→ **Pagina**
....

Babysitter digitali

L’indagine “Bambini e videogiochi” realizzata nel 2001 nel Friuli Venezia Giulia nelle province di Trieste, Udine e Venezia e in Sicilia nella Provincia di Catania prese in esame la fascia di età compresa tra gli otto e gli undici anni. A quanto già evidenziato dal rapporto di Telefono Azzurro si aggiungono i dati di una recente indagine condotta da Demoskopea che denuncia l’insorgere di fenomeni di dipendenza da tecnologia

Quando nel 2001 fu messo a punto il questionario Bambini e videogiochi, nell’ambito della ricerca partita nel 1999 sul rapporto tra bambini e televisione, cercavamo di indagare un fenomeno che era appena agli inizi. L’impatto delle nuove tecnologie sulle giovani generazioni, i vantaggi e i potenziali danni.

....

→ **Domande**
1. Rispondi a queste domande basandoti sulla pagina:
(a) In quale anno fu realizzata l'indagine "Bambini e videogiochi"?
(b) Quale fascia di età prese in esame l'indagine?
(c) In quale anno partì la ricerca sul rapporto tra bambini e televisione?
2. Secondo la pagina, perché nel 2001 fu messo a punto il questionario "Bambini e videogiochi"? Rispondi in una o due frasi.

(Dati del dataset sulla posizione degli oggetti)
....

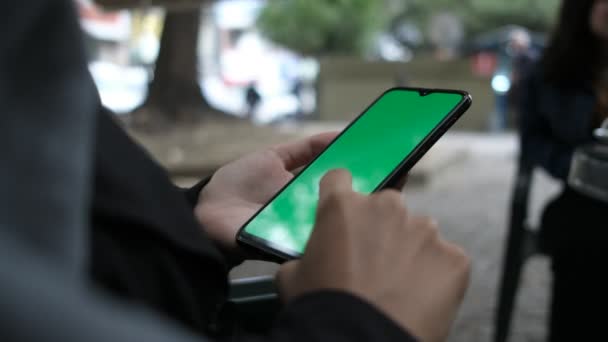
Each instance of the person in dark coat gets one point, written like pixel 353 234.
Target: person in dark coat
pixel 97 244
pixel 564 100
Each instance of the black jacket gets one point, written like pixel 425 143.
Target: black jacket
pixel 147 248
pixel 96 243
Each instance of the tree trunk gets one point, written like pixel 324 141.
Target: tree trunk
pixel 174 94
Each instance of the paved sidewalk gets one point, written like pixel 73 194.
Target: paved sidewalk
pixel 470 201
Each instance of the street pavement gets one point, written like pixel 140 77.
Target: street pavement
pixel 470 200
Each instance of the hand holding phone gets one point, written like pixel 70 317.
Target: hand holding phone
pixel 370 246
pixel 378 148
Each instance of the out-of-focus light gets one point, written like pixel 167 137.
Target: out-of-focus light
pixel 501 83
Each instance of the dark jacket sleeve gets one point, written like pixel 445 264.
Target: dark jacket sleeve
pixel 335 316
pixel 538 145
pixel 193 192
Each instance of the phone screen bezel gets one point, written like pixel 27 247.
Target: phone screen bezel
pixel 279 253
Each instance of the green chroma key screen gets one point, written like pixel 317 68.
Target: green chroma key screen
pixel 371 149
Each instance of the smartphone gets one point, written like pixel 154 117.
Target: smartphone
pixel 378 148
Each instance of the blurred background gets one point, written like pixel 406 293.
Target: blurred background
pixel 200 83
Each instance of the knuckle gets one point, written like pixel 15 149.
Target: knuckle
pixel 428 228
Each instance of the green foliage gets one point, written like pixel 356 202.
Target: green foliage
pixel 317 27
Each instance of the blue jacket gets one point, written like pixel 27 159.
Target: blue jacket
pixel 554 121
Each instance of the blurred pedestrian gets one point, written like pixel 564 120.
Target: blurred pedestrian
pixel 97 244
pixel 253 99
pixel 514 61
pixel 564 99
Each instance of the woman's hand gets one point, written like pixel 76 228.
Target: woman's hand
pixel 239 189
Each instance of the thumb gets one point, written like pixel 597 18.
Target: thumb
pixel 285 280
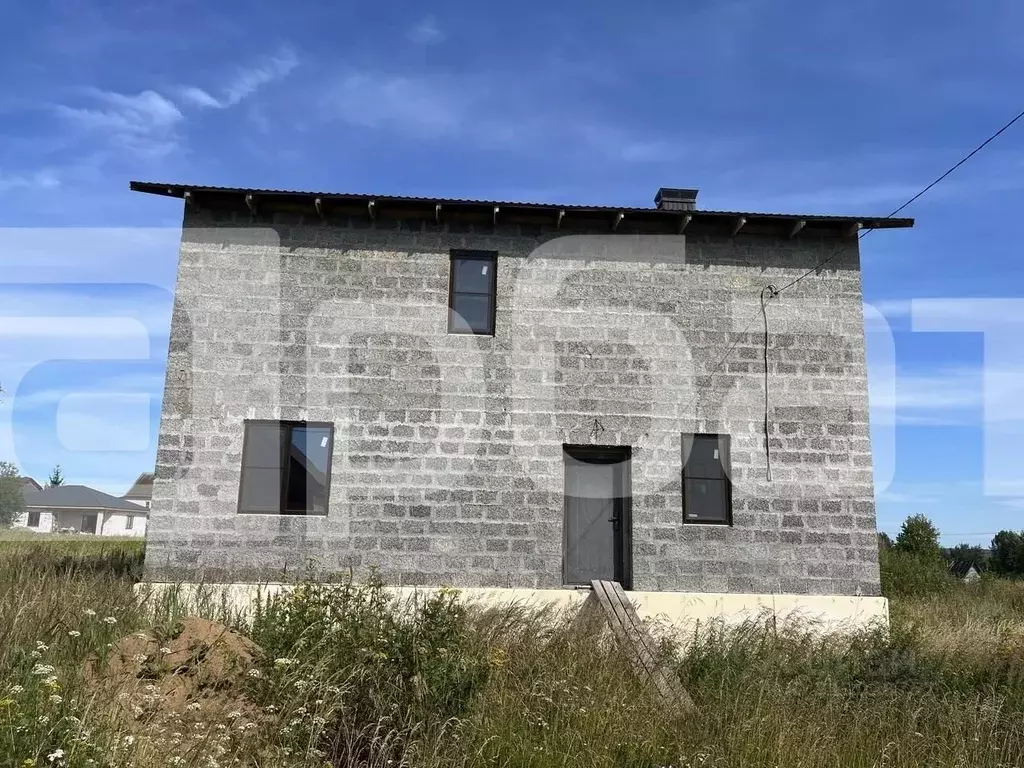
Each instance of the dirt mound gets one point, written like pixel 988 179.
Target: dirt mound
pixel 193 671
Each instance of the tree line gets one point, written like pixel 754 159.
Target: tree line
pixel 920 538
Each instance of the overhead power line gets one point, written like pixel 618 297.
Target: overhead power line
pixel 864 233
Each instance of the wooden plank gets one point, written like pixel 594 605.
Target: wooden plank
pixel 622 628
pixel 665 679
pixel 635 640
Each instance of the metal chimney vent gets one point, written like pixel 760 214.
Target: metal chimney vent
pixel 676 200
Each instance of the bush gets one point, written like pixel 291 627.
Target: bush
pixel 378 671
pixel 907 574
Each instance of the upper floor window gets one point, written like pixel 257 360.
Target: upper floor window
pixel 707 488
pixel 472 287
pixel 286 467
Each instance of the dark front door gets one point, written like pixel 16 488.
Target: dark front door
pixel 597 514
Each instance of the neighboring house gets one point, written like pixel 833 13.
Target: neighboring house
pixel 82 509
pixel 141 491
pixel 29 485
pixel 966 571
pixel 512 394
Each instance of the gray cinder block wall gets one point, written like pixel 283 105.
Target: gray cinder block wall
pixel 448 453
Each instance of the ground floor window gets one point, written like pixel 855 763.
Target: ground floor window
pixel 707 488
pixel 286 467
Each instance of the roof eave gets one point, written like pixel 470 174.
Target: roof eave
pixel 252 201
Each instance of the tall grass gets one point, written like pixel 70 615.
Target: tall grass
pixel 353 678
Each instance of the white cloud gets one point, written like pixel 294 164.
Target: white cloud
pixel 104 422
pixel 434 105
pixel 245 82
pixel 426 32
pixel 42 179
pixel 144 123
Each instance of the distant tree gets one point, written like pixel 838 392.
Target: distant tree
pixel 56 478
pixel 11 499
pixel 967 554
pixel 919 537
pixel 1008 553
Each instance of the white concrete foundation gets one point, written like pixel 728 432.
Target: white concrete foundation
pixel 684 610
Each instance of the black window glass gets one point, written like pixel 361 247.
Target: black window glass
pixel 470 313
pixel 286 468
pixel 471 292
pixel 707 488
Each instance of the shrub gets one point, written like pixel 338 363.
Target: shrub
pixel 905 573
pixel 377 670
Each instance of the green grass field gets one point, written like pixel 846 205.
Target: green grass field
pixel 347 679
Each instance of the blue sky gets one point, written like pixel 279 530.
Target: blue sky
pixel 780 105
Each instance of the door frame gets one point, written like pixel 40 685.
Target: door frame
pixel 623 539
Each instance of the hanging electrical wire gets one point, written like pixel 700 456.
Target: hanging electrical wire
pixel 770 292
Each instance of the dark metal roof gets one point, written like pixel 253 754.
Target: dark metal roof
pixel 259 199
pixel 79 497
pixel 142 487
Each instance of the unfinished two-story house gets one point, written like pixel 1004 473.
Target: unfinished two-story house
pixel 514 394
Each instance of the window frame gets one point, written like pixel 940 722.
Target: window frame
pixel 725 462
pixel 473 255
pixel 290 425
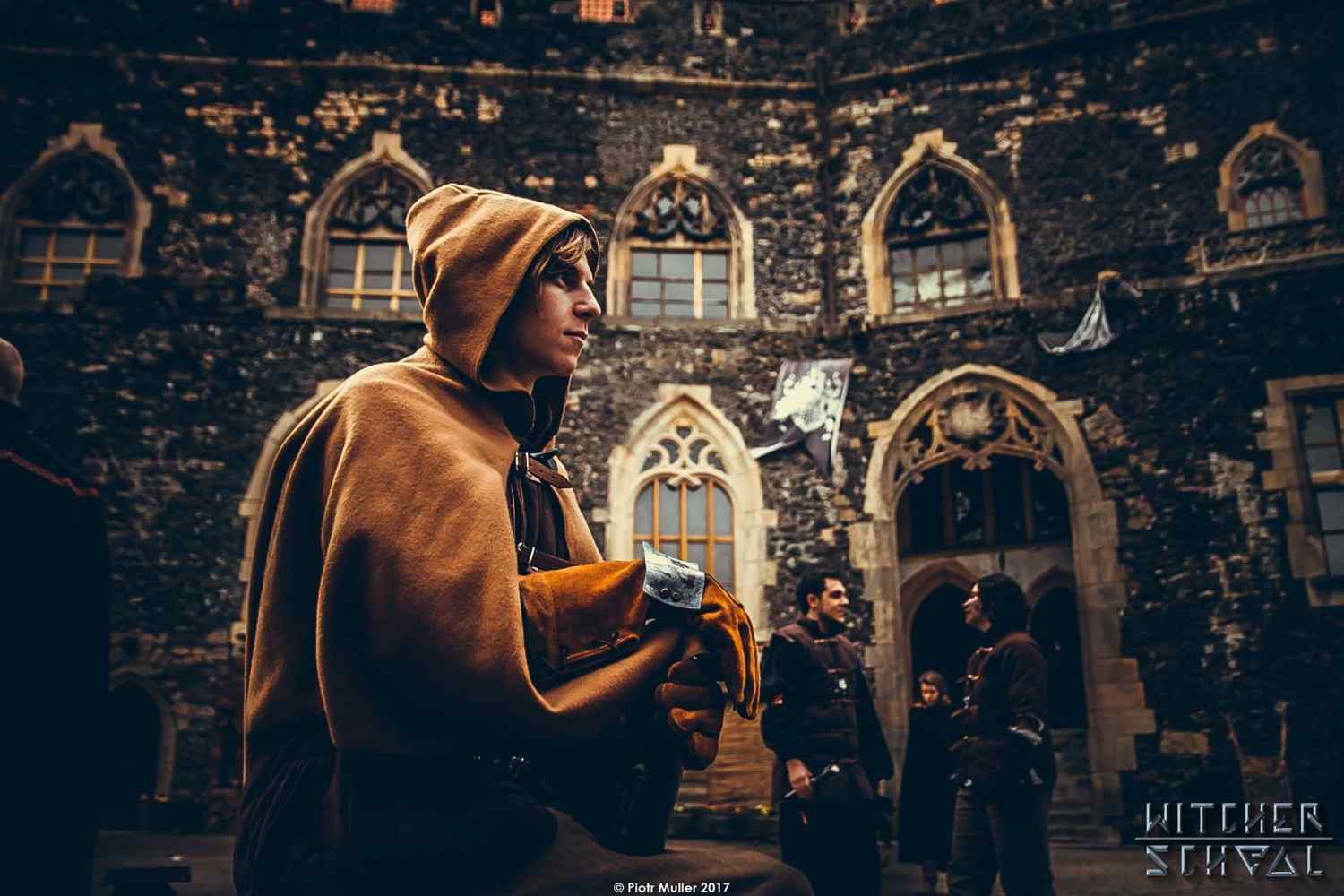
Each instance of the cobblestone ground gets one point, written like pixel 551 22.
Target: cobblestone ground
pixel 1078 869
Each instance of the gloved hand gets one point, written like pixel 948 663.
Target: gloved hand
pixel 693 702
pixel 726 627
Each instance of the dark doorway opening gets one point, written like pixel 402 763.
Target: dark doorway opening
pixel 132 755
pixel 1054 625
pixel 940 640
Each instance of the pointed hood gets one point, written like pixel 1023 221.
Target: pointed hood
pixel 470 250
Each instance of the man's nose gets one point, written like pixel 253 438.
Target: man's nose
pixel 588 306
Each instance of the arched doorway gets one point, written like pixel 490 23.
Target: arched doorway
pixel 970 417
pixel 940 640
pixel 131 748
pixel 1054 625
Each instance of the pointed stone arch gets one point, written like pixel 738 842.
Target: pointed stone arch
pixel 1116 702
pixel 1306 161
pixel 142 677
pixel 930 148
pixel 680 168
pixel 255 495
pixel 629 470
pixel 82 139
pixel 384 153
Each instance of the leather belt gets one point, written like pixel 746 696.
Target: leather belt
pixel 538 471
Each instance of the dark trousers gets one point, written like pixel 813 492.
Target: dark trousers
pixel 1005 837
pixel 835 845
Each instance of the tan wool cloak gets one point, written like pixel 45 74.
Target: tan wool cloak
pixel 386 591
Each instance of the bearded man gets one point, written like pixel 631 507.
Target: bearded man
pixel 446 689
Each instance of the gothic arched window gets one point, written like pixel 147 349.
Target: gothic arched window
pixel 354 253
pixel 938 238
pixel 1271 179
pixel 685 509
pixel 679 253
pixel 367 261
pixel 72 225
pixel 938 244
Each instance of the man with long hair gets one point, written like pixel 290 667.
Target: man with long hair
pixel 440 665
pixel 1005 762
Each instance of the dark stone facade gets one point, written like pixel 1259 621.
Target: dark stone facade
pixel 1102 124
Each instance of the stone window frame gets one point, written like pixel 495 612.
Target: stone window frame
pixel 478 5
pixel 1308 164
pixel 741 478
pixel 679 160
pixel 82 137
pixel 715 11
pixel 932 148
pixel 1116 700
pixel 384 152
pixel 1289 474
pixel 632 11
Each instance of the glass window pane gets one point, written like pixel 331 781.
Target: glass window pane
pixel 677 265
pixel 645 289
pixel 72 245
pixel 677 290
pixel 714 265
pixel 1010 509
pixel 968 504
pixel 903 293
pixel 723 564
pixel 343 257
pixel 696 519
pixel 108 246
pixel 722 512
pixel 900 261
pixel 1316 422
pixel 929 287
pixel 644 511
pixel 669 512
pixel 926 512
pixel 1050 506
pixel 978 274
pixel 1335 554
pixel 1320 460
pixel 378 257
pixel 35 244
pixel 1332 511
pixel 644 263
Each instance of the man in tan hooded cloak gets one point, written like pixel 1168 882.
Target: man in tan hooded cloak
pixel 429 616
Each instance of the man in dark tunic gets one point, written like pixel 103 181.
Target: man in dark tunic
pixel 437 656
pixel 1005 763
pixel 830 750
pixel 56 583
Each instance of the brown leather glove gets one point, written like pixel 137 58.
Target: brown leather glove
pixel 693 702
pixel 726 629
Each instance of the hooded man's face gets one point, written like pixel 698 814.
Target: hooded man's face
pixel 546 338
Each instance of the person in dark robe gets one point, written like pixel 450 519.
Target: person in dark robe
pixel 56 586
pixel 831 755
pixel 437 656
pixel 926 788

....

→ **Risposte finali**
1.
(a) Nel 2001.
(b) La fascia tra gli otto e gli undici anni.
(c) Nel 1999.

2. Fu preparato per indagare un fenomeno che allora era appena agli inizi. Si trattava dell'impatto delle nuove tecnologie sulle giovani generazioni, con i vantaggi e i potenziali danni.